# Start of Data for processing
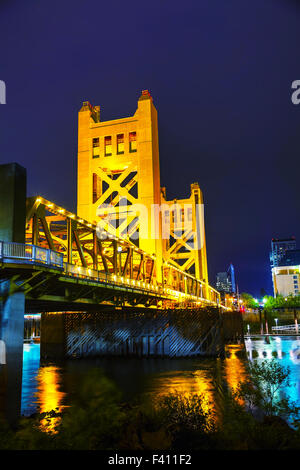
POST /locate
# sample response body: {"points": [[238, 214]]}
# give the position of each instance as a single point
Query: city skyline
{"points": [[233, 129]]}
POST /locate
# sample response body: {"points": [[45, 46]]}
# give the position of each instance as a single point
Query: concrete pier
{"points": [[12, 301]]}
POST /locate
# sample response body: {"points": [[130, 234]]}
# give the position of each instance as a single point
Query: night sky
{"points": [[220, 74]]}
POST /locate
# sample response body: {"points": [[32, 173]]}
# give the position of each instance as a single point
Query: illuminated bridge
{"points": [[65, 265]]}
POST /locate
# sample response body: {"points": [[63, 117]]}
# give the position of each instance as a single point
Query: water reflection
{"points": [[52, 386], [234, 368], [286, 350], [49, 395]]}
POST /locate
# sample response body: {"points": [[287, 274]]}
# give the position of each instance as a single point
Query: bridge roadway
{"points": [[50, 284]]}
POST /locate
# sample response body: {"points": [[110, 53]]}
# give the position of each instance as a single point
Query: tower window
{"points": [[108, 146], [96, 148], [132, 141], [120, 143]]}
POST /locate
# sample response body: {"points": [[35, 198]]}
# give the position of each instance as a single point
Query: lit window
{"points": [[120, 143], [96, 148], [108, 146], [132, 141]]}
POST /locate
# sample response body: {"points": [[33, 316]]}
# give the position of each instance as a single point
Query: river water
{"points": [[53, 385]]}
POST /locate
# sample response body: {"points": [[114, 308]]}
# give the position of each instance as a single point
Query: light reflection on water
{"points": [[52, 386], [286, 350]]}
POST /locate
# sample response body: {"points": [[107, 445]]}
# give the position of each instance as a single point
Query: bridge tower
{"points": [[118, 167], [119, 172]]}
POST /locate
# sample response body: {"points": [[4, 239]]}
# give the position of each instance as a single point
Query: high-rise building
{"points": [[279, 247], [291, 258], [286, 280], [223, 283], [231, 276], [226, 281]]}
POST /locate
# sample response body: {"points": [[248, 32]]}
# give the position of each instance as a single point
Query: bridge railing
{"points": [[19, 252], [284, 328], [88, 273], [11, 252]]}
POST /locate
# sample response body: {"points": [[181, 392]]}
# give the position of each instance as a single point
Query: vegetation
{"points": [[281, 302], [249, 418]]}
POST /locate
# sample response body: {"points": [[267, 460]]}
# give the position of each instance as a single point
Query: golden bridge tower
{"points": [[118, 167], [119, 185]]}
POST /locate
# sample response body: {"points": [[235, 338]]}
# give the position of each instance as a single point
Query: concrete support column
{"points": [[12, 335], [12, 301]]}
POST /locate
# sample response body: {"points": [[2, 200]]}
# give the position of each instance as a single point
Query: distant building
{"points": [[226, 281], [286, 280], [231, 276], [279, 247], [223, 283]]}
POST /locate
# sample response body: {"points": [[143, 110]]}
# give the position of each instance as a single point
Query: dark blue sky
{"points": [[220, 73]]}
# End of Data for processing
Request:
Omit all pictures while transcribing the entries verbatim.

The output:
POST /locate
# sample response body: {"points": [[238, 214]]}
# give the position of each instance as a single point
Query: city skyline
{"points": [[233, 129]]}
POST /locate
# sample response body: {"points": [[45, 46]]}
# give the position of each instance as a single point
Query: concrete pier
{"points": [[12, 301]]}
POST /locate
# sample response body: {"points": [[130, 234]]}
# give the position of each instance as a single point
Query: night sky
{"points": [[220, 74]]}
POST /locate
# sample response body: {"points": [[32, 173]]}
# give the position of each instance as a single point
Query: illuminated bridge
{"points": [[65, 265]]}
POST /locate
# sample response body: {"points": [[63, 117]]}
# give the position of each instance as a single point
Query: water reflection
{"points": [[52, 386], [234, 368], [286, 350], [49, 395]]}
POST /locate
# sample response body: {"points": [[287, 274]]}
# give the position of each instance as a single point
Query: bridge roadway
{"points": [[50, 284]]}
POST /locate
# sample response body: {"points": [[110, 53]]}
# give the position of each instance as a single point
Query: tower window
{"points": [[108, 146], [96, 148], [132, 141], [120, 143]]}
POST /locate
# sample response body: {"points": [[35, 198]]}
# give the position of each instance as a single point
Query: lit window
{"points": [[120, 143], [96, 148], [108, 146], [132, 141]]}
POST /locate
# sample response body: {"points": [[33, 316]]}
# give the position of each instance as a single point
Query: river water
{"points": [[53, 385]]}
POST /locate
# sample response body: {"points": [[114, 308]]}
# give the position of each instance as a single point
Query: light reflection on water
{"points": [[52, 386], [286, 350]]}
POST /locate
# sample response body: {"points": [[107, 445]]}
# give the position of each instance as a single point
Query: bridge tower
{"points": [[118, 167], [119, 172]]}
POST /locate
# sample response body: {"points": [[4, 239]]}
# give the position of each instance as a single point
Query: high-rise building
{"points": [[279, 247], [291, 258], [286, 280], [223, 283], [231, 276], [226, 281]]}
POST /locate
# sample response body: {"points": [[248, 32]]}
# give the position of each instance as a single point
Query: bridge railing
{"points": [[19, 252], [284, 328], [88, 273], [11, 252]]}
POST /locate
# sample response body: {"points": [[181, 392]]}
# give the position of each instance as a single point
Query: vegetation
{"points": [[281, 302], [249, 418]]}
POST /locate
# sample response body: {"points": [[267, 460]]}
# give the position of each instance as a single point
Query: golden bridge tower
{"points": [[118, 167], [119, 185]]}
POST /locate
# sample response body: {"points": [[235, 338]]}
# give the position of each instance as a single point
Query: concrete support column
{"points": [[12, 335], [12, 301]]}
POST /locate
# sample response body: {"points": [[2, 200]]}
# give the position of each instance as a single point
Query: distant building
{"points": [[226, 281], [286, 280], [231, 276], [279, 247], [223, 283]]}
POST /locate
# sample response body: {"points": [[143, 110]]}
# give the position of each instance as a single point
Query: dark blue sky
{"points": [[220, 73]]}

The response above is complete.